Start of RECORDS SHOWN

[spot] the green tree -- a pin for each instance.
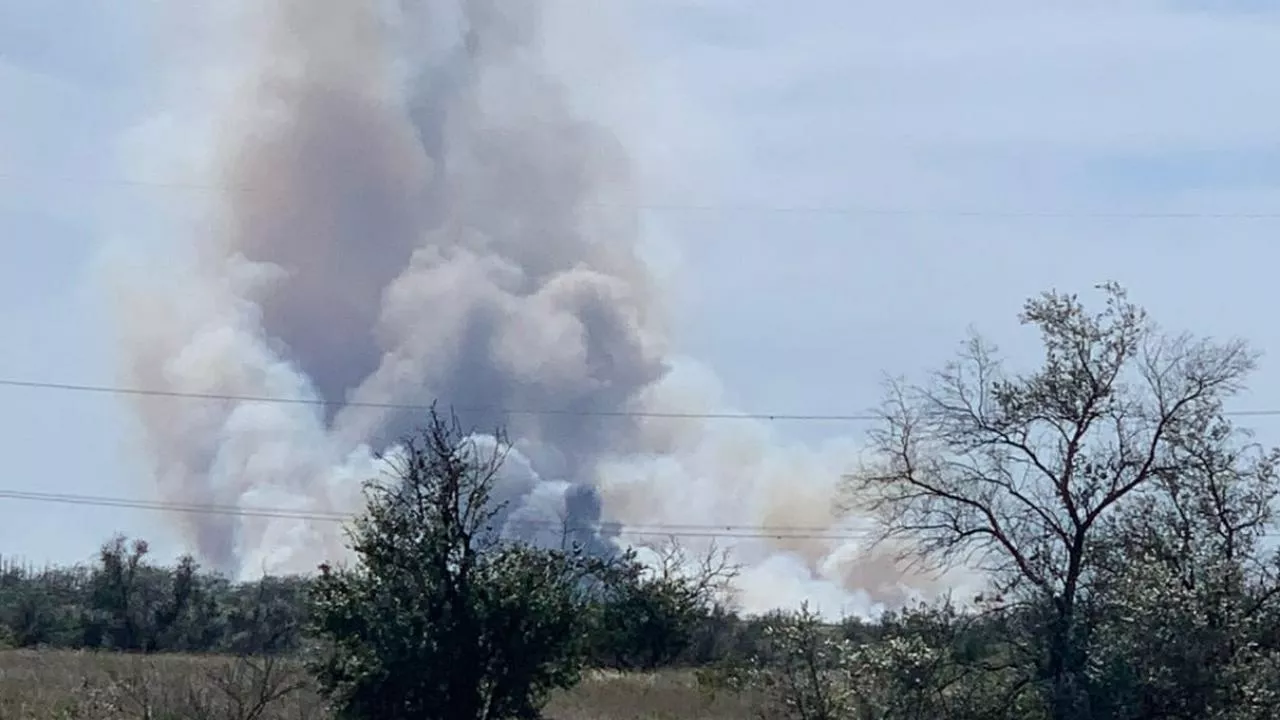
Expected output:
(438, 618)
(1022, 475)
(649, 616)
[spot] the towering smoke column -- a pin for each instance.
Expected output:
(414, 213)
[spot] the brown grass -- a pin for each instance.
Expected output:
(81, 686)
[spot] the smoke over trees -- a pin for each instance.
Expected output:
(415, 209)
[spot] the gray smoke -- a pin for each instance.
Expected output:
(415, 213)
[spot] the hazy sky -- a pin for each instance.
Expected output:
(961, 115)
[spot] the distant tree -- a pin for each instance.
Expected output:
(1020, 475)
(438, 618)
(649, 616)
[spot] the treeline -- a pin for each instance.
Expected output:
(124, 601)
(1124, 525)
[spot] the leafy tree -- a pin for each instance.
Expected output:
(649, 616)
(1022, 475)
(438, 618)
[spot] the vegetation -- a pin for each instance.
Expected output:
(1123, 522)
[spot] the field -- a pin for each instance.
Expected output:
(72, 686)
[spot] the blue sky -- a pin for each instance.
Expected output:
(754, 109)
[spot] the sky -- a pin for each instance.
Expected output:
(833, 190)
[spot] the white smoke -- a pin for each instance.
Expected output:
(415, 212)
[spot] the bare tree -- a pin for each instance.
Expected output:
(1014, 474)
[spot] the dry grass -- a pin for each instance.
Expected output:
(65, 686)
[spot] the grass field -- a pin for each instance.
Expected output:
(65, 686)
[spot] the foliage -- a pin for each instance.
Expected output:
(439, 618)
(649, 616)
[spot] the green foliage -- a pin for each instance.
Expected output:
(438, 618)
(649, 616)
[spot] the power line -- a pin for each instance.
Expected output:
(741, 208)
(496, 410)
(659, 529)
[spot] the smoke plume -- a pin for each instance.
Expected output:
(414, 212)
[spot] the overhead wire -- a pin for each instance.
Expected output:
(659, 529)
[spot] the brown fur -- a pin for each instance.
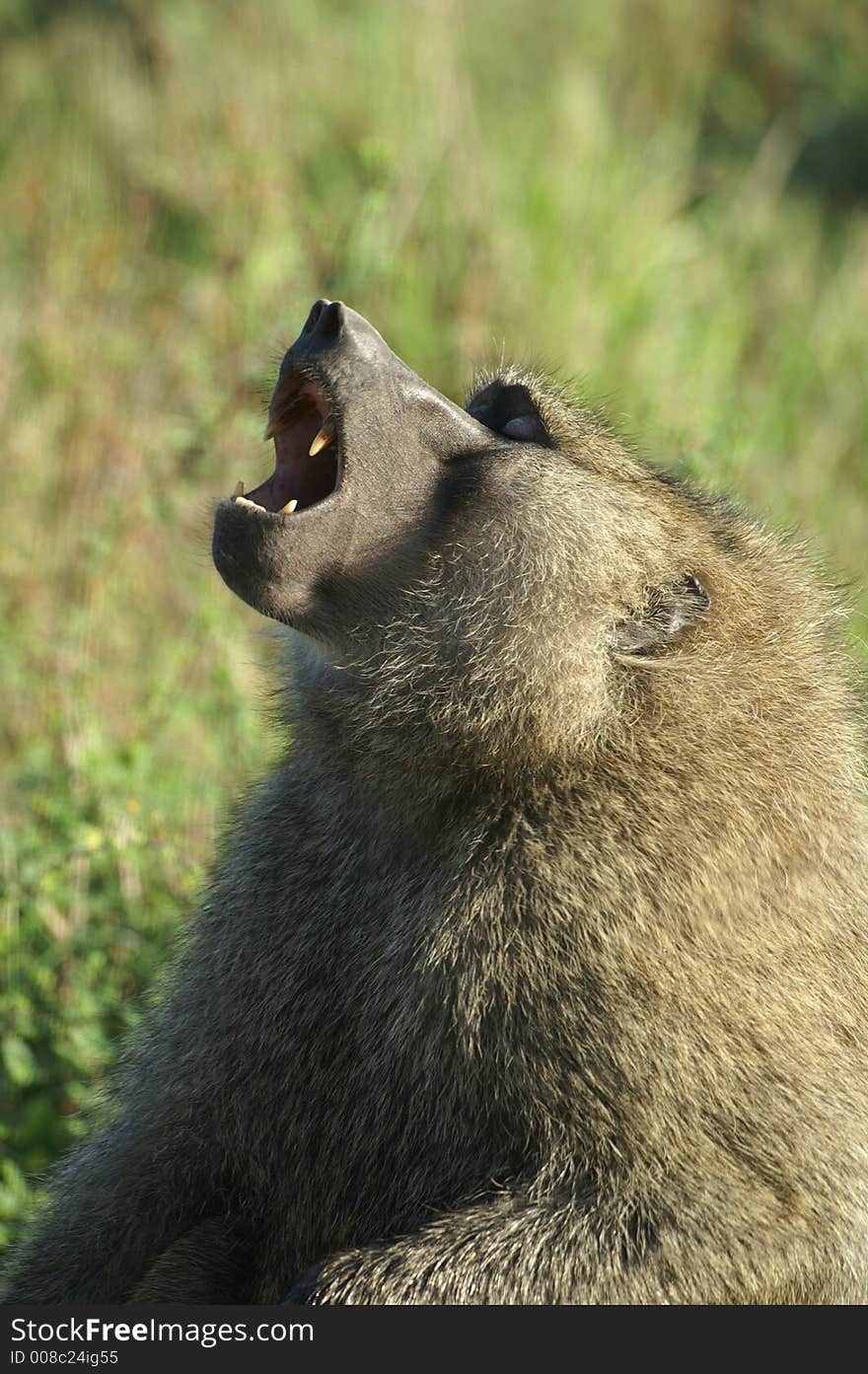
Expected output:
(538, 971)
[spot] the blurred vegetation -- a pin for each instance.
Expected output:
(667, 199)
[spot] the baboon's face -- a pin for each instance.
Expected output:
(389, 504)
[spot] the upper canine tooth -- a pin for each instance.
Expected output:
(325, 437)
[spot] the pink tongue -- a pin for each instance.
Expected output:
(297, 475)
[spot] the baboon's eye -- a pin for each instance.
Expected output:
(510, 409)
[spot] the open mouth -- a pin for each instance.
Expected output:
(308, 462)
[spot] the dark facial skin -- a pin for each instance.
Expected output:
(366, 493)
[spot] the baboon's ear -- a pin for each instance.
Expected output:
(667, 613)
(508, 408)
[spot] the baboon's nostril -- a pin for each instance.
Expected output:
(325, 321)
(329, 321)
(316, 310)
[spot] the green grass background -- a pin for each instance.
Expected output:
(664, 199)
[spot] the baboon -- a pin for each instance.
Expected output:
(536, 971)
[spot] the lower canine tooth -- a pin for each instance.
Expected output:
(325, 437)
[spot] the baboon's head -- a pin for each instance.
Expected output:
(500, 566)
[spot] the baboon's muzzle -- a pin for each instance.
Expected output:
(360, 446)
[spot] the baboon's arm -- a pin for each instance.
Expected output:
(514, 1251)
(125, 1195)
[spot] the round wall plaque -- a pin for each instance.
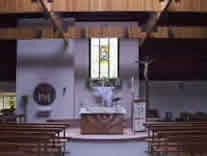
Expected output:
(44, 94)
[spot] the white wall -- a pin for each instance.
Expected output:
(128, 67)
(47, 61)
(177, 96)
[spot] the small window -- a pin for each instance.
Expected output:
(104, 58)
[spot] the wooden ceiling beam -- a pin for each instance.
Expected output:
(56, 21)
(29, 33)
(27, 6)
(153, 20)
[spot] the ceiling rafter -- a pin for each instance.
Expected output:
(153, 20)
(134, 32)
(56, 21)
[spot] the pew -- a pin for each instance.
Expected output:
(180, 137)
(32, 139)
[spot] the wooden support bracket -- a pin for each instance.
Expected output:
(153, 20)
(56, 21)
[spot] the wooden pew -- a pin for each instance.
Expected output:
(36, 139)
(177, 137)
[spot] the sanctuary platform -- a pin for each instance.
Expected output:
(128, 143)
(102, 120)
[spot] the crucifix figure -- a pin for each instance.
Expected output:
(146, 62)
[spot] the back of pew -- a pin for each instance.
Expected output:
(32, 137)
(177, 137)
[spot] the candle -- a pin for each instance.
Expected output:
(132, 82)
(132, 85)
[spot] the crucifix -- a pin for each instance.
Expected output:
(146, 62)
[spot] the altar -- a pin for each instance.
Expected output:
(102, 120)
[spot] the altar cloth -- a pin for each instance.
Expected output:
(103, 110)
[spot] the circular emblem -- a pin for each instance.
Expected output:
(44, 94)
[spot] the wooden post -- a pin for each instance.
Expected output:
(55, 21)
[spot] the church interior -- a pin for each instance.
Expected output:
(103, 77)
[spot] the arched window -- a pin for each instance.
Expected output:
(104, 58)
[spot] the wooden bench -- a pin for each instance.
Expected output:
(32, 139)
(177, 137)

End of RECORDS SHOWN

### WORK TO DO
Reproduce each line exactly as it appears, omitting the pictures.

### EXERCISE OUTPUT
[spot] the green tree -- a pin for each instance.
Expected output:
(438, 618)
(1022, 475)
(649, 616)
[spot] the towering smoke column -- a pin for each instance.
Expected output:
(414, 213)
[spot] the brown grass -- a pin for each instance.
Expected output:
(81, 686)
[spot] the smoke over trees -- a pin for each instance.
Expected output:
(415, 209)
[spot] the gray smoke -- a pin for each instance.
Expected output:
(415, 213)
[spot] the hazy sky -- a pin for each instance.
Expected output:
(961, 115)
[spot] the distant tree -- a pin for each instance.
Expected output:
(1020, 475)
(438, 618)
(649, 616)
[spot] the treeline -- a pin for each instance.
Expected output:
(124, 601)
(1124, 525)
[spot] the leafy tree -- a pin for each instance.
Expected output:
(649, 616)
(1022, 475)
(438, 618)
[spot] the vegetation -- a pin for each instance.
Expected output:
(1123, 522)
[spot] the field -- a pin for each instance.
Expected output:
(72, 686)
[spot] the blue sky -- a pin for each instance.
Expected output:
(754, 109)
[spot] the sky -- a pin for each instance.
Expected output:
(833, 190)
[spot] the white smoke -- a pin for each instance.
Expected output:
(415, 212)
[spot] the bare tree -- a pin for each instance.
Expected output:
(1014, 474)
[spot] the dry grass -- a pin for each instance.
Expected output:
(65, 686)
[spot] the grass field -- a pin for each instance.
Expected output:
(65, 686)
[spot] the foliage -- a pin for each instance.
Expected output:
(439, 618)
(649, 616)
[spot] the green foliage -- a pin for each instance.
Expected output:
(438, 618)
(649, 616)
[spot] the power line -- a pin for each instance.
Expected output:
(741, 208)
(496, 410)
(659, 529)
[spot] the smoke plume -- a pin for each instance.
Expected output:
(414, 212)
[spot] the overhead wire -- a pin for each instance.
Expected output:
(659, 529)
[spot] the brown fur -- a pin for each instance.
Expected output:
(538, 971)
[spot] the blurred vegetation -- a pin for each instance.
Expected output:
(667, 199)
[spot] the baboon's face -- a pin for each instance.
Expected output:
(389, 504)
[spot] the upper canine tooth -- a pin for each instance.
Expected output:
(325, 437)
[spot] the pink tongue -- a pin for each instance.
Expected output:
(297, 475)
[spot] the baboon's eye -- a pin for each instance.
Expected output:
(510, 409)
[spot] the open mouth -- a pin for each instance.
Expected output:
(308, 462)
[spot] the dark facial skin -- a pin for each instance.
Expected output:
(366, 493)
[spot] the baboon's ear -- a pin for each instance.
Expected output:
(667, 613)
(508, 408)
[spot] the baboon's nostril -- a pin for each instance.
Expected output:
(325, 321)
(329, 321)
(316, 310)
[spot] the green grass background -- a pin for each instance.
Expected output:
(664, 199)
[spot] the baboon -- a pin for each instance.
Expected output:
(536, 971)
[spot] the lower canine tooth -- a pin for each instance.
Expected output:
(325, 437)
[spot] the baboon's head -- a pin for each instance.
Expected output:
(500, 566)
[spot] the baboon's muzzle -- a pin for each instance.
Expected output:
(360, 446)
[spot] the baboon's arm -- a pin for each instance.
Expected output:
(514, 1251)
(125, 1195)
[spot] the round wall plaque -- a pin for each instance.
Expected output:
(44, 94)
[spot] the white wall -- a pin for each instance.
Expected output:
(128, 67)
(47, 61)
(177, 96)
[spot] the small window -- a pin for each instance.
Expected output:
(104, 58)
[spot] the wooden ceiling beam -- a pin for each instance.
Expected output:
(56, 21)
(29, 33)
(27, 6)
(153, 20)
[spot] the ceiling rafter -- a pin for each instance.
Expected output:
(153, 20)
(134, 32)
(56, 21)
[spot] the pew -- a pin for each instance.
Expected output:
(180, 137)
(32, 139)
[spot] the wooden support bracket -- a pin for each instance.
Expected output:
(153, 20)
(56, 21)
[spot] the wooden pew -- a pin for each instance.
Expected output:
(36, 139)
(177, 137)
[spot] the sanctuary platform -- a pin for each instance.
Expected output:
(128, 143)
(102, 120)
[spot] the crucifix figure -- a pin for each instance.
Expected output:
(146, 62)
[spot] the back of pew -- a pin for each instance.
Expected output:
(32, 137)
(177, 137)
[spot] the candle -- a pin for each instance.
Expected output:
(132, 82)
(132, 85)
[spot] the crucifix -- a pin for each instance.
Expected output:
(146, 62)
[spot] the altar -- a pin for each instance.
Expected output:
(102, 120)
[spot] the altar cloth -- a pin for each instance.
Expected output:
(103, 110)
[spot] the circular emblem -- a pin for each instance.
Expected output:
(44, 94)
[spot] the wooden post -- a pin for each instance.
Expected output:
(55, 21)
[spot] the church interior -- a pin for each instance.
Expected output:
(103, 77)
[spot] the arched window -- a pin for each instance.
Expected output:
(104, 58)
[spot] the wooden bench -- a pin for each instance.
Expected output:
(32, 139)
(177, 137)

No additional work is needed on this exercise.